> _TEXT SHOWN_

Normally I would just use groupby(), or (in this case, since I want it to be in a specific format), pivot_table:
testdf.reset_index().pivot_table(index='light',columns='injury',fill_value=0,aggfunc='count')
index
injury 1 2 4 5
light
a 0 2 1 1
b 1 0 0 1
c 0 0 0 1
But in this case I actually want to compare the records in the dataframe to an external list of values-- in this case, ['a','b','c','d']. So if 'd' doesn't exist in this dataframe, then I want it to return a count of zero:
index
injury 1 2 4 5
light
a 0 2 1 1
b 1 0 0 1
c 0 0 0 1
d 0 0 0 0
The closest I've come is filtering the dataframe based on each value, and then getting the size of that dataframe:
for v in sorted(['a','b','c','d']):
idx2 = (df['light'].isin([v]))

> _ENTRIES PROVIDED_
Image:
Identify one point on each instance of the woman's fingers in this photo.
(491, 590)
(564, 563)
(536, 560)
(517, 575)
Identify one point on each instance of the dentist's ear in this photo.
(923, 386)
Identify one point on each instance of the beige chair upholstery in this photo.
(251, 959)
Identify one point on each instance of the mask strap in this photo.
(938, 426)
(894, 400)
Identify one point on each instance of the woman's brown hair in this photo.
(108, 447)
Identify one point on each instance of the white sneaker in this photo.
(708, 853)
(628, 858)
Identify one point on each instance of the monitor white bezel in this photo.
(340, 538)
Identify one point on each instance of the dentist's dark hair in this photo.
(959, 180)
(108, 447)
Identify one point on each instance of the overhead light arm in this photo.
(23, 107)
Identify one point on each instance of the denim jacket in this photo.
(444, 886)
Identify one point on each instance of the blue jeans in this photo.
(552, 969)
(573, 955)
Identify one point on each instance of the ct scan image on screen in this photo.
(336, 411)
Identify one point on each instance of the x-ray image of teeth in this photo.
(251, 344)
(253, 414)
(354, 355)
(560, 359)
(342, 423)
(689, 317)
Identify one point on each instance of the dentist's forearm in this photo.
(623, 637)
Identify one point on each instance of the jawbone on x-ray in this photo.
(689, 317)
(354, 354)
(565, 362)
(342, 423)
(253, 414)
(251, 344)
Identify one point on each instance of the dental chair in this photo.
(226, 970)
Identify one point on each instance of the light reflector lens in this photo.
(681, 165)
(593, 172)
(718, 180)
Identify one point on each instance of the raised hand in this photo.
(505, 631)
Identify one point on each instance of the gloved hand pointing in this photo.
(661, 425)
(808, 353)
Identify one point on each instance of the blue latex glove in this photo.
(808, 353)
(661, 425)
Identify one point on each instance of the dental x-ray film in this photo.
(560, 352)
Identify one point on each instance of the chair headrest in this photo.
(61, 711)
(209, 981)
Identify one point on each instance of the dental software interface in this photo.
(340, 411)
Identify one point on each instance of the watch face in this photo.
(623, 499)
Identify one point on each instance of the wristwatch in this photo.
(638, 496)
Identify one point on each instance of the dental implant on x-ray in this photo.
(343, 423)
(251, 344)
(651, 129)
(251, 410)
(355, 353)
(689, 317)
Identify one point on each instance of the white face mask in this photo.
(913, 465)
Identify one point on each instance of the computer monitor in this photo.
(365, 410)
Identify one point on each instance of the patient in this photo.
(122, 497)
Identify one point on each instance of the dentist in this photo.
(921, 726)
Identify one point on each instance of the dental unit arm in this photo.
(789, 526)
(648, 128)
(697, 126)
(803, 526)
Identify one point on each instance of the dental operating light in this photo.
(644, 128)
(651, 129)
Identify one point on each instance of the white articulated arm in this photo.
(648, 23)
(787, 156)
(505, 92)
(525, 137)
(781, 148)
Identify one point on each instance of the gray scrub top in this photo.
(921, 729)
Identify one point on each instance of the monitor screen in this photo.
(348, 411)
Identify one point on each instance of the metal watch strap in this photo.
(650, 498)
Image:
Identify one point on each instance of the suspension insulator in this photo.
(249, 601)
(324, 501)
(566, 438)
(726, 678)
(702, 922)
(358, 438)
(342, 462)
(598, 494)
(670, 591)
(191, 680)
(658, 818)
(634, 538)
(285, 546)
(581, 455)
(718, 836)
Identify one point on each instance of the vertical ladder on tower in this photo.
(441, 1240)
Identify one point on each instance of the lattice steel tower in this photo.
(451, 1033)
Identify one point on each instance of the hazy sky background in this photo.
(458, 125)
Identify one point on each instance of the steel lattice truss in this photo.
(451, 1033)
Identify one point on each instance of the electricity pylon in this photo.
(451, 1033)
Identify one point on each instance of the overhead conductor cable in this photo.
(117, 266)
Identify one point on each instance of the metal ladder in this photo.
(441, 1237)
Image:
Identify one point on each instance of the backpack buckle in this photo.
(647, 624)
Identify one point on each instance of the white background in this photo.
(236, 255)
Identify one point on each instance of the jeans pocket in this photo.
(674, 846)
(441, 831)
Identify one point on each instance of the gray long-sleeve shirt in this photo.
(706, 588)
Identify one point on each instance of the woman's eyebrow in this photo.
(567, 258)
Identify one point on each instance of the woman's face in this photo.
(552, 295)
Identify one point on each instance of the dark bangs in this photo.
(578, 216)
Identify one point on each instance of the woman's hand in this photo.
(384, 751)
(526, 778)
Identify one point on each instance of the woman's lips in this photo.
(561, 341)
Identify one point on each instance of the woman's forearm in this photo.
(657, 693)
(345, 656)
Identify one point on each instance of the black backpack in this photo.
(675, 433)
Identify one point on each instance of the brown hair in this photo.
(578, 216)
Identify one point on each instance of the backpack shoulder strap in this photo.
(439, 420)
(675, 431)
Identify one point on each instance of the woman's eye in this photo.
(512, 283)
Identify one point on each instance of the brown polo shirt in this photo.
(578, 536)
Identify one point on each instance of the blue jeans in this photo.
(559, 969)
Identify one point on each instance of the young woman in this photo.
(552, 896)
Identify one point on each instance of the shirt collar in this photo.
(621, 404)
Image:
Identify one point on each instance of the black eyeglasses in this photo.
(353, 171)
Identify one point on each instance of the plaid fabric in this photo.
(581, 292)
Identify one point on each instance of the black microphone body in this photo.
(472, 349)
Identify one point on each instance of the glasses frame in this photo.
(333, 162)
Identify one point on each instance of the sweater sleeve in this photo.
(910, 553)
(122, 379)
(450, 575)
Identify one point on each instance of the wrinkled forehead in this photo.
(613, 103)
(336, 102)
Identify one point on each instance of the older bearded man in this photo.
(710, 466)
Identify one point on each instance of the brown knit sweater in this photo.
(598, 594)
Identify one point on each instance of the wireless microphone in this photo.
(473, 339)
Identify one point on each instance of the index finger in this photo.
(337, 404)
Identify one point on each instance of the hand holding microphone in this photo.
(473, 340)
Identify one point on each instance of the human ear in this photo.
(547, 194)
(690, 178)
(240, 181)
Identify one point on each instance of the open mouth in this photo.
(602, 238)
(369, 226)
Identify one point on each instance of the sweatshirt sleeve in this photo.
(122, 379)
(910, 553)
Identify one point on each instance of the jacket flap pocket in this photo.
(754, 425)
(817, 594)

> _THE TASKS_
1. Decide whether each statement agrees with the pivot-table excerpt. Give yes or no for each, with the deciding words from the excerpt quoted exactly. (a) The external list of values to compare against is ['a','b','c','d']. (b) In the first pivot output, row b shows a count of 2 under injury 2. (c) The closest approach so far filters the dataframe on each value and then takes the size of the result.
2. Pick up the pivot-table excerpt right after its last line of code and keep writing in the same voice.
The entries are not used for anything here.

> _THE RESULTS_
1.
(a) Yes: "in this case, ['a','b','c','d']"
(b) No: "b 1 0 0 1"
(c) Yes: "filtering the dataframe based on each value, and then getting the size of that dataframe"

2.
df2 = df[idx2]
print(df2.shape[0])
4
2
1
0
But that only returns counts from the 'light' column-- instead of a cross-tabulation of both columns.
Is there a way to make a pivot table, or a groupby() object, that groups things based on values in a list, rather than in a column in a dataframe? Or is there a better way to do this?
Try this:
df = pd.crosstab(df.light, df.injury,margins=True)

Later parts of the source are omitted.